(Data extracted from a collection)
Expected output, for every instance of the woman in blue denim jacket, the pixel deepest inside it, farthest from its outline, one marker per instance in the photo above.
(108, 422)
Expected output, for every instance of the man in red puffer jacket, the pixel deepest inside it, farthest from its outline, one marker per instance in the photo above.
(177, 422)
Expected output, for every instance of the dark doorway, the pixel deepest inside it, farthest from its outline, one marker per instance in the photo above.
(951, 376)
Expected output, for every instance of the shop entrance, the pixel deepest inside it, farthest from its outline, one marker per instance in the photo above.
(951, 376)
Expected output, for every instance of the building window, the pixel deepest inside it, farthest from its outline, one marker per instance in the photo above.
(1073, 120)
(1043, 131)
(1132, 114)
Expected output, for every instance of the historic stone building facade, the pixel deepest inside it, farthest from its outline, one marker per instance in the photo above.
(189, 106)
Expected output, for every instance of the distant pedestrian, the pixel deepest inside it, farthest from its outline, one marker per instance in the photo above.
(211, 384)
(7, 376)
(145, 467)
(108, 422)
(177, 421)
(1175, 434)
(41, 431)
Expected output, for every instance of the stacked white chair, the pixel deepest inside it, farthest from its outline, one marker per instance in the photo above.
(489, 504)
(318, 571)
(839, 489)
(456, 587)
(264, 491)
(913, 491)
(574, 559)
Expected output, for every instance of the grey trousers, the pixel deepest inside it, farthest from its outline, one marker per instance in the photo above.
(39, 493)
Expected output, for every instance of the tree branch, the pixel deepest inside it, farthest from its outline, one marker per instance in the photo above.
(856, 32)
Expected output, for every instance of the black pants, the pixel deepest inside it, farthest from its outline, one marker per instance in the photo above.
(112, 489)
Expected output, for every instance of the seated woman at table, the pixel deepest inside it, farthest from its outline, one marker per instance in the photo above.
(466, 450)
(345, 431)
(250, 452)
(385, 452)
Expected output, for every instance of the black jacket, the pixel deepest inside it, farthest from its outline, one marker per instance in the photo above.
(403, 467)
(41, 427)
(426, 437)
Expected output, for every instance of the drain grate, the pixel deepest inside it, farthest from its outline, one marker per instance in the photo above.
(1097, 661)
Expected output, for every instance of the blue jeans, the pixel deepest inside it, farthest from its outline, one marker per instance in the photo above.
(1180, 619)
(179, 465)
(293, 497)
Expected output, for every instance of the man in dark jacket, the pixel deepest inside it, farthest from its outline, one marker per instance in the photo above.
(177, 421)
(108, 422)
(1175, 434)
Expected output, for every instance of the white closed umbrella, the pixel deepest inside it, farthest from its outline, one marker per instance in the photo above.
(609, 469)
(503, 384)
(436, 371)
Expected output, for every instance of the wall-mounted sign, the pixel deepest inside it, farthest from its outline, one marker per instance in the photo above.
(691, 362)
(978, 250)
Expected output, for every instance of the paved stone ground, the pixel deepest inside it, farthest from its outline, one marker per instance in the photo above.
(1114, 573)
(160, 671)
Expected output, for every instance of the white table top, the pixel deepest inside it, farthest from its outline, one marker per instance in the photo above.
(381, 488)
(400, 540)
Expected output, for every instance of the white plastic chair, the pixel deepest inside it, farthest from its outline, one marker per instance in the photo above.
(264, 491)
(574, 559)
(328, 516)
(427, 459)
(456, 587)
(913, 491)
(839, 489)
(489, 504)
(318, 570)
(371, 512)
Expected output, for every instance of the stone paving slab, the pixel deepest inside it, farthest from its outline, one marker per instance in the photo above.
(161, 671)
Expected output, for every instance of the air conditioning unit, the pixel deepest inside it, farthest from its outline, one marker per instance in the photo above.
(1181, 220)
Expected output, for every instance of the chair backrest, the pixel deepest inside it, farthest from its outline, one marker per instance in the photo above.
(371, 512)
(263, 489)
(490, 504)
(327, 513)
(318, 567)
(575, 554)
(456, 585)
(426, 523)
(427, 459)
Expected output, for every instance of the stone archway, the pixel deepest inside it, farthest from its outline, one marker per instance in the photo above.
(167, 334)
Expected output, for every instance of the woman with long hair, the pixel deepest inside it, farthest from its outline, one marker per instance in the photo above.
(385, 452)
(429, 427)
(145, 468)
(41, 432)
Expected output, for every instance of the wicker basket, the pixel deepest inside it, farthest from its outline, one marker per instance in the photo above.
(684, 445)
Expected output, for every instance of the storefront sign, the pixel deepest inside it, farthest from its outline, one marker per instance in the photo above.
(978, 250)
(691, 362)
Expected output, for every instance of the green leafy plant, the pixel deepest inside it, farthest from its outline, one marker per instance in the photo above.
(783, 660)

* [Problem to work on] Restate the data above exactly, keeping each word as it stands.

* [Expected output]
Expected output, for every instance of the woman in blue denim jacket, the pixel deepest inside it, farthest from its outline, one marker per instance in the photo above.
(108, 422)
Expected output, for every instance of the man in red puffer jacket, the pixel deepest inside it, farthest from its outline, one marker per instance in the photo above.
(177, 422)
Expected output, for every instance of the dark doorway, the pixel deepest inside it, farthest from its outline, one marker per instance in the photo above.
(951, 376)
Expected output, for every instance of the shop entrance, the pixel deepest inside it, farthest from its outline, one marker per instance in the photo above.
(951, 376)
Expected output, for every instance of the building window, the pixel deepest inside it, farthest from its outline, one marker per instance in the photo above.
(1073, 120)
(1043, 131)
(1132, 114)
Expected output, for every instance of the historic stone building facade, the pixel deepest inside it, farthest from its outline, one marker per instance in the photo above.
(189, 106)
Expected output, for every instance of the distant pedestrian, the pixel deepest inside it, farthest from its outline, one marker per instance in the photo above.
(211, 384)
(7, 376)
(145, 467)
(108, 422)
(177, 421)
(1175, 434)
(41, 431)
Expected output, for every instance of the stacked white chair, the pixel deepest inside it, farthest from its outline, one marker per instance in the photo above.
(489, 504)
(318, 571)
(839, 489)
(456, 587)
(264, 491)
(913, 491)
(574, 559)
Expected output, for every instance of the grey trousers, the pixel deepest inside it, farthest from its outline, one marker per instance in the photo above.
(39, 493)
Expected output, for every instance of the tree branch, the pixel deepest inside it, farthest from its outline, one marker per instance in the photo above.
(856, 32)
Expected output, for every instance of the black pants, the pixel deepest inside it, farthest from its outline, one marker per instance in the photo above.
(112, 489)
Expected output, for every instance of the seated woman at table, the pixel deepest inside it, farthest from its outline, one marker per instance in the photo above.
(466, 450)
(345, 431)
(250, 452)
(385, 452)
Expected output, for every instance of the black jacket, the pixel deepest inside it, farthest from its outline, one marker per instance in the photo above.
(403, 467)
(41, 427)
(426, 437)
Expected output, for every instance of the drain grate, the pixel deepest inside it, farthest from its outline, one marker per instance in the photo above.
(1097, 661)
Expected output, for every instance of the blue jeans, the pixel deepest inside it, farthest from its outline, one marker per instance in the photo above.
(1180, 619)
(179, 465)
(293, 497)
Expected output, for every instance of the man in dark jacket, the pixel deepest inside it, farthest from its outline, one marker per instance in the photo above.
(177, 421)
(108, 422)
(1175, 434)
Expected output, for every instance of the white closed umbrella, the pixel deepest inside it, farthest from its outline, one marker per instance in the photo above.
(609, 469)
(503, 384)
(436, 371)
Expected output, for every instance of the wall-mounted sign, the pixel deepest inside it, farthest from its outline, one marker per instance in the photo above.
(691, 362)
(978, 250)
Expected output, for every instance of the paved stone ground, the pixel deepest inside it, farthest from its outline, one marker per instance in the photo above.
(1114, 573)
(160, 671)
Expected output, for every instance of the white table top, the pixel deepest inside it, farthest from its outline, one marker per instance in the photo above.
(381, 488)
(400, 540)
Expected output, for every instance of the white plastic chair, the pixel deepest inside it, farthest from its outline, one marker per instance in the photo above.
(264, 491)
(574, 559)
(328, 516)
(427, 459)
(456, 587)
(913, 491)
(839, 489)
(489, 504)
(318, 570)
(371, 512)
Expected output, for every instance of the stone paving slab, the pixel deepest inside it, farthest from its outline, one marker per instance in the photo above.
(161, 671)
Expected output, for every instance of the air conditioning unit, the pixel deepest inside it, farthest from its outline, one marker per instance in the photo above.
(1181, 220)
Expected output, for every instance of the chair backrest, the pixel deepest inside it, farthest from its outline, one marker per instance in the photo above.
(371, 512)
(263, 489)
(490, 504)
(327, 513)
(318, 567)
(575, 554)
(456, 585)
(426, 523)
(427, 459)
Expected output, for every instance of the stone archway, the pixel deepest inside it, farthest from its outline, one marker per instance in the photo above.
(167, 334)
Expected output, for every instance of the woman with long hair, the pixel deepest inside it, farthest from its outline, one marker per instance in the photo above.
(385, 452)
(429, 427)
(145, 468)
(41, 432)
Expected output, for every instance of the wicker basket, the pixel deepest inside it, farthest from its outline, one marker per instance in the photo above.
(684, 445)
Expected output, for every instance of the storefront sign, the pixel deepest inside it, farthest from its outline, one marker per instance in the photo above.
(978, 250)
(691, 362)
Expected output, for every instance of the green leafy plant, the pixel deepest inside it, farthest from its outline, one marker per instance in the photo above.
(783, 660)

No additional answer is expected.